A global take on the mistrust moment
My forthcoming piece on Ethan Zuckerman’s Mistrust: Why Losing Faith in Institutions Provides the Tools to Transform Them for the Italian Political Science Review.
Limits of trustbuilding as policy objective
Yesterday, I attended a virtual event hosted by CIGI and ISPI entitled “Digital Technologies: Building Global Trust”. Some interesting points raised by the panel: the focus on datafication as the central aspect of the digital transformation, and the consequent need to concentrate on the norms, institutions, and emerging professions surrounding the practice of data (re-)use [Stefaan Verhulst, GovLab]; the importance of underlying human connections and behaviors as necessary trust markers [Andrew Wyckoff, OECD]; the distinction between content, data, competition, and physical infrastructure as flashpoints for trust in the technology sphere [Heidi Tworek, UBC]. Also, I learned about the OECD AI Principles (2019), which I had not run across before.
While the breadth of different sectoral interests and use-cases considered by the panel was significant, the framework for analysis (actionable policy solutions to boost trust) ended up being rather limiting. For instance, communal distrust of dominant narratives was considered only from the perspective of deficits of inclusivity (on the part of the authorities) or of digital literacy (on the part of the distrusters). Technical, policy fixes can be a reductive lens through which to see the problem of lack of trust: such an approach misses both the fundamental compulsion to trust that typically underlies the debate, and also the performative effects sought by public manifestations of distrust.
+ + + + + + +
*What to do*
Can you set down, word for word, the part of the piece on digital trust that begins at "While the breadth" and stops after "manifestations of distrust."?
+ + + + + + +
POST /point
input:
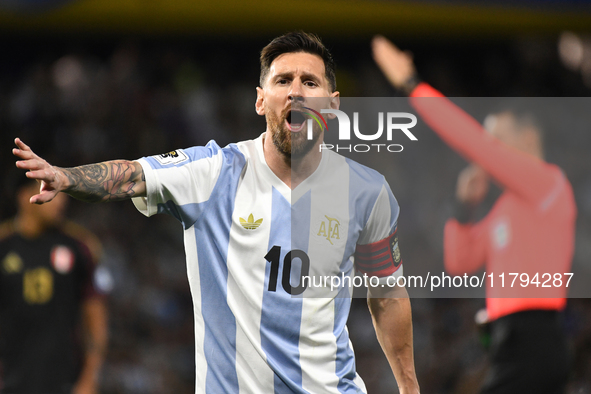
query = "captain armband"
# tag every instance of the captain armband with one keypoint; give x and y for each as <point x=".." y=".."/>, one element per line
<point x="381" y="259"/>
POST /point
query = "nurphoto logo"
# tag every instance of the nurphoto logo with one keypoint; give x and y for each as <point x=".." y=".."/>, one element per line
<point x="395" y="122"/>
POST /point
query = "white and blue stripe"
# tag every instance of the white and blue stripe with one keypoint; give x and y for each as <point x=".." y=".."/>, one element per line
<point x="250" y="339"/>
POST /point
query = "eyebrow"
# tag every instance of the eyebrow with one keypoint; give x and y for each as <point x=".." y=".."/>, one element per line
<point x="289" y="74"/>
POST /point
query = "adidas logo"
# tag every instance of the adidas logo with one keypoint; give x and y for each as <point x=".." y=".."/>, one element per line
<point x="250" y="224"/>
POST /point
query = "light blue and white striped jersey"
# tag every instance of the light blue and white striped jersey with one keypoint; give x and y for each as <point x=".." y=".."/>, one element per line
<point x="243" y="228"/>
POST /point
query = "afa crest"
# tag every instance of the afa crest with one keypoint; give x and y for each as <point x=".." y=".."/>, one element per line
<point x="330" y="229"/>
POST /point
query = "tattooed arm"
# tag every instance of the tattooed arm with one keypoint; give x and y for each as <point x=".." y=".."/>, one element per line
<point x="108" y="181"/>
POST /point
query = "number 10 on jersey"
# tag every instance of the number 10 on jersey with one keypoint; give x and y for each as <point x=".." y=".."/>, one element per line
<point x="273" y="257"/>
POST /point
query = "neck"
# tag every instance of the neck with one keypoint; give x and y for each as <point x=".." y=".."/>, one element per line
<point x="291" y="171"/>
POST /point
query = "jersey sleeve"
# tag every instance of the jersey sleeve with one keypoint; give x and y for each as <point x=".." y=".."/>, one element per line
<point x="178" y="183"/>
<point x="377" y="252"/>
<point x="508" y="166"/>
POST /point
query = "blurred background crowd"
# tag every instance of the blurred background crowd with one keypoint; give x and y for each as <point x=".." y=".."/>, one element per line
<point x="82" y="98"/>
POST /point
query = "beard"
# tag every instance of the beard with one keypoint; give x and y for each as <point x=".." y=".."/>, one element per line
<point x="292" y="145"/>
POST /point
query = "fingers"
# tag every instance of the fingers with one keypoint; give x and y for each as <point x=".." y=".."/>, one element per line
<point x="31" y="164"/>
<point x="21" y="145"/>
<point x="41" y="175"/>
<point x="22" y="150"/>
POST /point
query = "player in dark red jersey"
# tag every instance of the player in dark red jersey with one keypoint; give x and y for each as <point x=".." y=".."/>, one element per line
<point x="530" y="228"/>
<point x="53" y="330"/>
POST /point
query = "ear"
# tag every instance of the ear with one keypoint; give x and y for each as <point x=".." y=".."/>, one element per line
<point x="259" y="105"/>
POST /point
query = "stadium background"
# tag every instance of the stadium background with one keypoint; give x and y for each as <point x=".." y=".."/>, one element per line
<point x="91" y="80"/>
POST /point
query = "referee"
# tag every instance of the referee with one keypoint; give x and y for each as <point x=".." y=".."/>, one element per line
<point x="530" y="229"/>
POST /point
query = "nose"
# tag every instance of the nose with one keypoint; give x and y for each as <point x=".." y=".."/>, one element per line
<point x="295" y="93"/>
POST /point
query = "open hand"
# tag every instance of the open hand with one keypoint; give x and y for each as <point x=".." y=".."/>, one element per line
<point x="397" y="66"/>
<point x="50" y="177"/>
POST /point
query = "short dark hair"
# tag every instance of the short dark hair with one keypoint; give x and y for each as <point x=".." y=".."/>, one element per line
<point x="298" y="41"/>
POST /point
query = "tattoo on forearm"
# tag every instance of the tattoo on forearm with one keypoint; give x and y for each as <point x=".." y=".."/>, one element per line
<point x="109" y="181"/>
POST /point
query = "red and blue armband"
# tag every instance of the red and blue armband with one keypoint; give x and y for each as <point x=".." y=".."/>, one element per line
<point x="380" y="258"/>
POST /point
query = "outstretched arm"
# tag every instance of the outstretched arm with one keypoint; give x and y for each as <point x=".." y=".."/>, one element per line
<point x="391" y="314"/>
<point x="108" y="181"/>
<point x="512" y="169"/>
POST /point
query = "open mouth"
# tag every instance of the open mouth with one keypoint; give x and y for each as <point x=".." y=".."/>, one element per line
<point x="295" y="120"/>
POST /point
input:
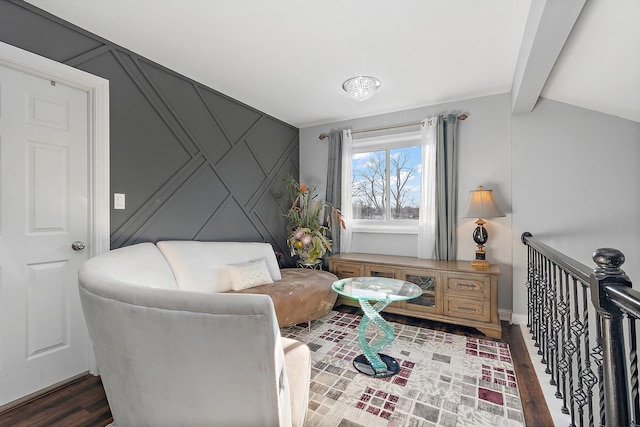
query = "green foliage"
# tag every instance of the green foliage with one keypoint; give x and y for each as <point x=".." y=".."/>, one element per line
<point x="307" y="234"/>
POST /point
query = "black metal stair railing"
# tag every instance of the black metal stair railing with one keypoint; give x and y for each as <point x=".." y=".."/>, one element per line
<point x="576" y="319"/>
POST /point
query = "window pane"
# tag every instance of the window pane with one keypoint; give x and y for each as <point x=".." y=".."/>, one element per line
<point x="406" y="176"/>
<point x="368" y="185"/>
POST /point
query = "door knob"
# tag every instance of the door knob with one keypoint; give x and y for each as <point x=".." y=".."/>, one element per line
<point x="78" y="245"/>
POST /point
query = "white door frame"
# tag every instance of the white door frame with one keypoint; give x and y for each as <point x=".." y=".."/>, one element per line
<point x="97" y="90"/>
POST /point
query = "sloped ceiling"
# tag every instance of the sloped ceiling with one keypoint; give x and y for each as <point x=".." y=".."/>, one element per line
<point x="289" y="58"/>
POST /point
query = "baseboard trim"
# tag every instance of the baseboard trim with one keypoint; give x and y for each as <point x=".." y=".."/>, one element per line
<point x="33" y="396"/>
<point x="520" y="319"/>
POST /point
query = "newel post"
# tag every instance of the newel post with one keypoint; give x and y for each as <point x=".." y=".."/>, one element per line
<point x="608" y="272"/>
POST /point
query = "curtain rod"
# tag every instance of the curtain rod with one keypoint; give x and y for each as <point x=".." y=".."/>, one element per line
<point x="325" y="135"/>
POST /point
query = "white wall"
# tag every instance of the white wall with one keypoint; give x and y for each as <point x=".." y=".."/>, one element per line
+ + + + + + +
*Result for this exercise*
While the breadth of different sectoral interests and use-cases considered by the panel was significant, the framework for analysis (actionable policy solutions to boost trust) ended up being rather limiting. For instance, communal distrust of dominant narratives was considered only from the perspective of deficits of inclusivity (on the part of the authorities) or of digital literacy (on the part of the distrusters). Technical, policy fixes can be a reductive lens through which to see the problem of lack of trust: such an approach misses both the fundamental compulsion to trust that typically underlies the debate, and also the performative effects sought by public manifestations of distrust.